Start of Record extracts

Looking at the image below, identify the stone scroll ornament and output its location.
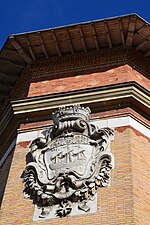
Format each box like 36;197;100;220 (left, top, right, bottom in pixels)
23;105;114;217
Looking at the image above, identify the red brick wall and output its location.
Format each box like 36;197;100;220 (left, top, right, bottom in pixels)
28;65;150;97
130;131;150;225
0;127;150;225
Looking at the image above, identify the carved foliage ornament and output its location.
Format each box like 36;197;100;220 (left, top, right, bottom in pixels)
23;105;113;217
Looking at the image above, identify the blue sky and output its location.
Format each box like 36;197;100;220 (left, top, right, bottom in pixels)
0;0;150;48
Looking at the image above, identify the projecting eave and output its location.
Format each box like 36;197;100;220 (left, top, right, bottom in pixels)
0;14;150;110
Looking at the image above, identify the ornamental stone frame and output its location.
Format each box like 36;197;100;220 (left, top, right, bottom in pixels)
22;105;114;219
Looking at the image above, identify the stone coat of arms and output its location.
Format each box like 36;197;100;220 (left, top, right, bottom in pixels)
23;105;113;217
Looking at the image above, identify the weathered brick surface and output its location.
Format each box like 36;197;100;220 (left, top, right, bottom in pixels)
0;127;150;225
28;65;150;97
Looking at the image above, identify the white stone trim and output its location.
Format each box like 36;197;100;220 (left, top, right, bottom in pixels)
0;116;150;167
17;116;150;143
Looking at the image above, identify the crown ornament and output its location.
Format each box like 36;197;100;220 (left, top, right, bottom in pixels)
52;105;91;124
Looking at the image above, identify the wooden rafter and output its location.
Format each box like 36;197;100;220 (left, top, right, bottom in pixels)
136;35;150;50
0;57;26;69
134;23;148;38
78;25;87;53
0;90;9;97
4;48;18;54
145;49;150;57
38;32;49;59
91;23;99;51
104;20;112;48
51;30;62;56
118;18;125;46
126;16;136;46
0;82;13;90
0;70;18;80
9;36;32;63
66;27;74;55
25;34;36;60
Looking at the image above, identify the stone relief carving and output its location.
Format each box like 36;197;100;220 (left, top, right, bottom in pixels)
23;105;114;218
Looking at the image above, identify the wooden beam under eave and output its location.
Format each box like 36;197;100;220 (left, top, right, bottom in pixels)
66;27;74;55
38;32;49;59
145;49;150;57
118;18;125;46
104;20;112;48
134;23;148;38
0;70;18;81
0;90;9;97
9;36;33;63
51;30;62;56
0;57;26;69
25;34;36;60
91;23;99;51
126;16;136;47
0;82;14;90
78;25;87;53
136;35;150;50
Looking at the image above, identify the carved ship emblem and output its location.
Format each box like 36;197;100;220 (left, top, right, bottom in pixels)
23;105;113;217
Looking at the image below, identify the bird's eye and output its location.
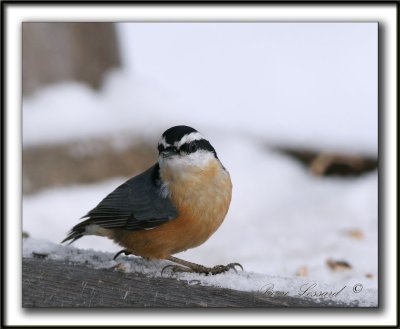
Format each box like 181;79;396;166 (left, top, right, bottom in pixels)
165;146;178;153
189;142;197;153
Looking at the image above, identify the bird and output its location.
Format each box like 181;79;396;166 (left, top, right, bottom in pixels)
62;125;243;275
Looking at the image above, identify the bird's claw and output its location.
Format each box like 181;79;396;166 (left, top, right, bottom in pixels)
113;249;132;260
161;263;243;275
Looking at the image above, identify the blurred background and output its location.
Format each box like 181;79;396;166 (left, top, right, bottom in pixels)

End of Record extracts
Start of Record extracts

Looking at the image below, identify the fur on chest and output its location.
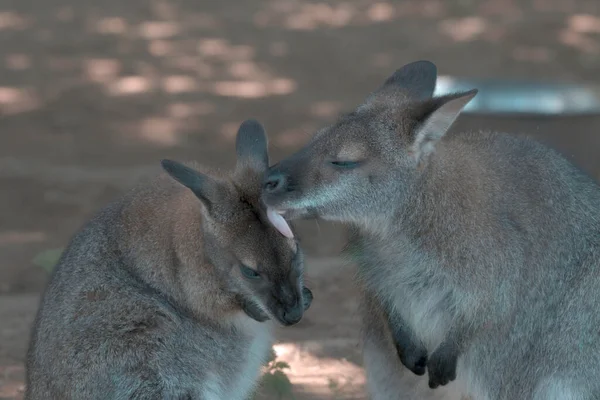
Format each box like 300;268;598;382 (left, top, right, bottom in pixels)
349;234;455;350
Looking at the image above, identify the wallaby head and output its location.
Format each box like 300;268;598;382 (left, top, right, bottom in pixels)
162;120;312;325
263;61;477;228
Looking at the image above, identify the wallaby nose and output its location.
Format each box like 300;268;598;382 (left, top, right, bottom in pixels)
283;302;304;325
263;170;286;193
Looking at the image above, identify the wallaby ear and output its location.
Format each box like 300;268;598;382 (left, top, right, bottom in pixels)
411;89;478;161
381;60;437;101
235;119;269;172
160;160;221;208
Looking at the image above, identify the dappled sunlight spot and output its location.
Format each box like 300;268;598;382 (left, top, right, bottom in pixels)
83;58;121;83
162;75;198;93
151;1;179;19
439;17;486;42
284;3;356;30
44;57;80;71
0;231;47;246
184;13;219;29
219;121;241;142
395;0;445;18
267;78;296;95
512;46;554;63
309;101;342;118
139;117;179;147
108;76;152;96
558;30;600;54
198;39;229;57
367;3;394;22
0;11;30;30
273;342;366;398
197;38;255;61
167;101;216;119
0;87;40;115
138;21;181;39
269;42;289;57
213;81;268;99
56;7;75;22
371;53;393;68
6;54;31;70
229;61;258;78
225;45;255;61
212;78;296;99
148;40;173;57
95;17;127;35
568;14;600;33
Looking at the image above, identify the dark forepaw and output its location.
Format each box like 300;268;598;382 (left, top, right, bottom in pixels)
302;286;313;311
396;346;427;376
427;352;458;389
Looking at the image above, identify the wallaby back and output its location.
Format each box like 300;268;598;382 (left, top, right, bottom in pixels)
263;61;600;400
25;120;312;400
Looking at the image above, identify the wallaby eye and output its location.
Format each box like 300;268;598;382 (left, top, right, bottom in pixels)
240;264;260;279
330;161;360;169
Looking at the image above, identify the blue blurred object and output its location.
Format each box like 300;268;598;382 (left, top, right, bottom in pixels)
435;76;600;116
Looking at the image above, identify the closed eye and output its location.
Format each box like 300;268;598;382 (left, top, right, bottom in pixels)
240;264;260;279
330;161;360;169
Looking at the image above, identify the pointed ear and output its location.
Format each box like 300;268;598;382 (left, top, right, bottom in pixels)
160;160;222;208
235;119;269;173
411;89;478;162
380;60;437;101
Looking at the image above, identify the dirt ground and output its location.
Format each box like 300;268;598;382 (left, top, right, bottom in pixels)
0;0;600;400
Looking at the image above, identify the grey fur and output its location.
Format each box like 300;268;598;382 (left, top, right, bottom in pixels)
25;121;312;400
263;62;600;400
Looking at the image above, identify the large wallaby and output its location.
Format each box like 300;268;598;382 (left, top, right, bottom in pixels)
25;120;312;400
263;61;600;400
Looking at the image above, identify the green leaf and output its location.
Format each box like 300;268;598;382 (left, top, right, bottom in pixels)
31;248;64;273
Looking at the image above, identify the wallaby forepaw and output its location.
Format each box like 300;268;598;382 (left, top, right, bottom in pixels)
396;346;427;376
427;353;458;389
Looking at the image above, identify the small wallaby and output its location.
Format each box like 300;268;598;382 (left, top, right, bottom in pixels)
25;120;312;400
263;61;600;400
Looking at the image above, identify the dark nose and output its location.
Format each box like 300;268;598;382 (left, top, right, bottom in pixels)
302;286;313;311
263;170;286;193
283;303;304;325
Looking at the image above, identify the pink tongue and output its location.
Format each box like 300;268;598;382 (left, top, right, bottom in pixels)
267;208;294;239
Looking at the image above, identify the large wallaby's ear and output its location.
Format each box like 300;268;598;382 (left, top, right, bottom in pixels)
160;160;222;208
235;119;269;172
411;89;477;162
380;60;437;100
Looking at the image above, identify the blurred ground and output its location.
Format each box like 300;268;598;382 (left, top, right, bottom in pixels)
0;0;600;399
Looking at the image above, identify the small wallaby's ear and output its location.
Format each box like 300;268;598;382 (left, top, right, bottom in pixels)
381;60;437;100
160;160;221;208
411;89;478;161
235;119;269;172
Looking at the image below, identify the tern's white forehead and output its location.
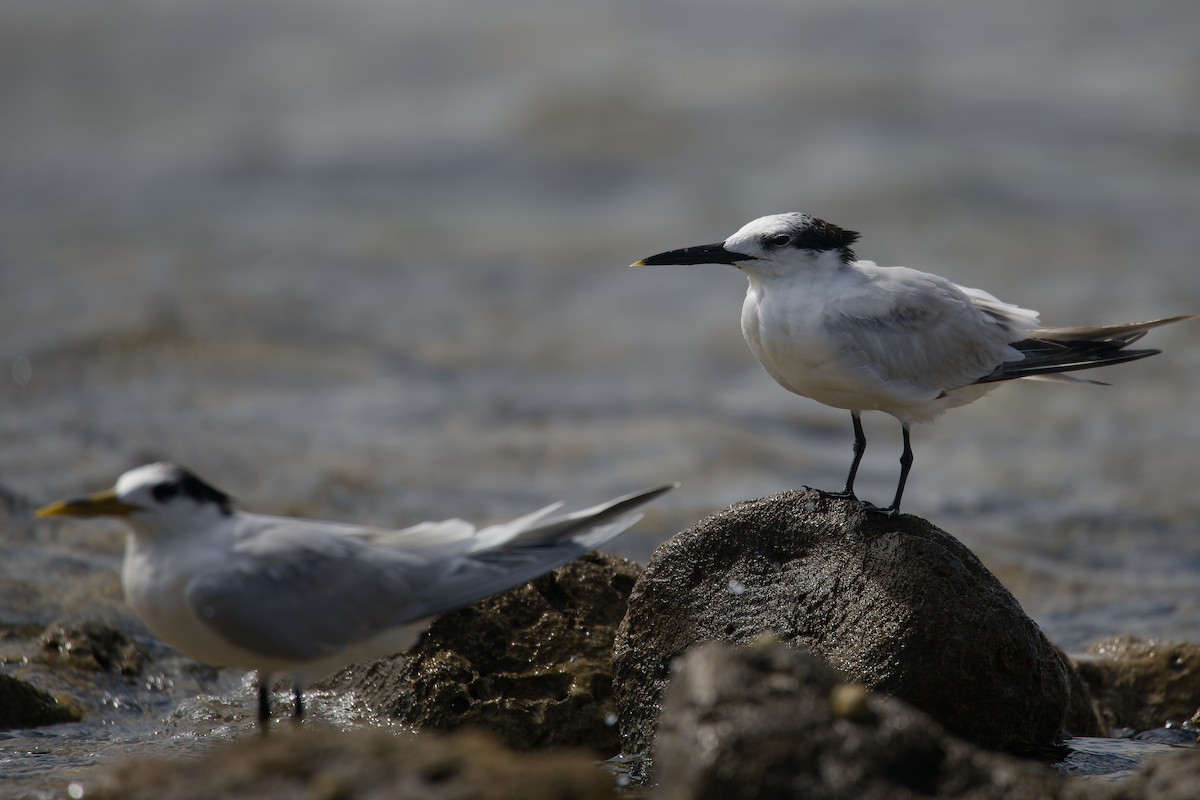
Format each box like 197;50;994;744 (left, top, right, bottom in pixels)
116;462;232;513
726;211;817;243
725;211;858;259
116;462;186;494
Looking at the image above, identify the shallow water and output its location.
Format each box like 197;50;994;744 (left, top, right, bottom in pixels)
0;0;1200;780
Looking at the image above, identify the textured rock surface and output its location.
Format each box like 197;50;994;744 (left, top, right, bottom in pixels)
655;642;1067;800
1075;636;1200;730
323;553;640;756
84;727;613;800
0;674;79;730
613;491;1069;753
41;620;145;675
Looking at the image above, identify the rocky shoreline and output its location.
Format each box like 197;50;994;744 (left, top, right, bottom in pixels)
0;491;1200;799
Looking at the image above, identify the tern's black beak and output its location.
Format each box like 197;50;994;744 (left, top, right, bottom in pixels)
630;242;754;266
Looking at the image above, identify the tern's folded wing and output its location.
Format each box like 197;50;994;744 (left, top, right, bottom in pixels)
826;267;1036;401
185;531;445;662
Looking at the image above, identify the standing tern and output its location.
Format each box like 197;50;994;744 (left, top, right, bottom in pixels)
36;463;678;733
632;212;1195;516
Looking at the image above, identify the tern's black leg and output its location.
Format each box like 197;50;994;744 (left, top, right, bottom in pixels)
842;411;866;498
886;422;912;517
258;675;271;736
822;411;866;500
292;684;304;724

End of Record extracts

Please write out the records again from the line containing "Looking at the image above, identify the ornamental" through the line containing "52;105;91;124", with the requests included, and shift every box coordinate in the answers up by 75. Leave the requests and their format samples unchanged.

Looking at the image above, identify the ornamental stone frame and output its location.
Format each box like 36;197;100;220 (left, top, right, bottom in pixels)
97;180;189;294
Looking at the image above, identify the stone coat of arms and output its location.
Format each box like 36;197;100;220 (left, top, right, bottom in pixels)
98;180;188;292
Looking at the image above, identify the weathered brick surface and output its location.
Format each box like 36;197;100;220 (left, top, right, bottom in pixels)
75;202;225;300
103;140;225;172
Looking at the image above, identify the white stone trim and output its location.
Format each box like 36;197;100;220 (left, top, right, bottom in pixels)
75;191;225;242
92;191;225;218
Looking at the image above, identify the crown ornament and output its location.
Format each box like 36;197;100;220 (left, top, right, bottom in pixels)
127;180;166;199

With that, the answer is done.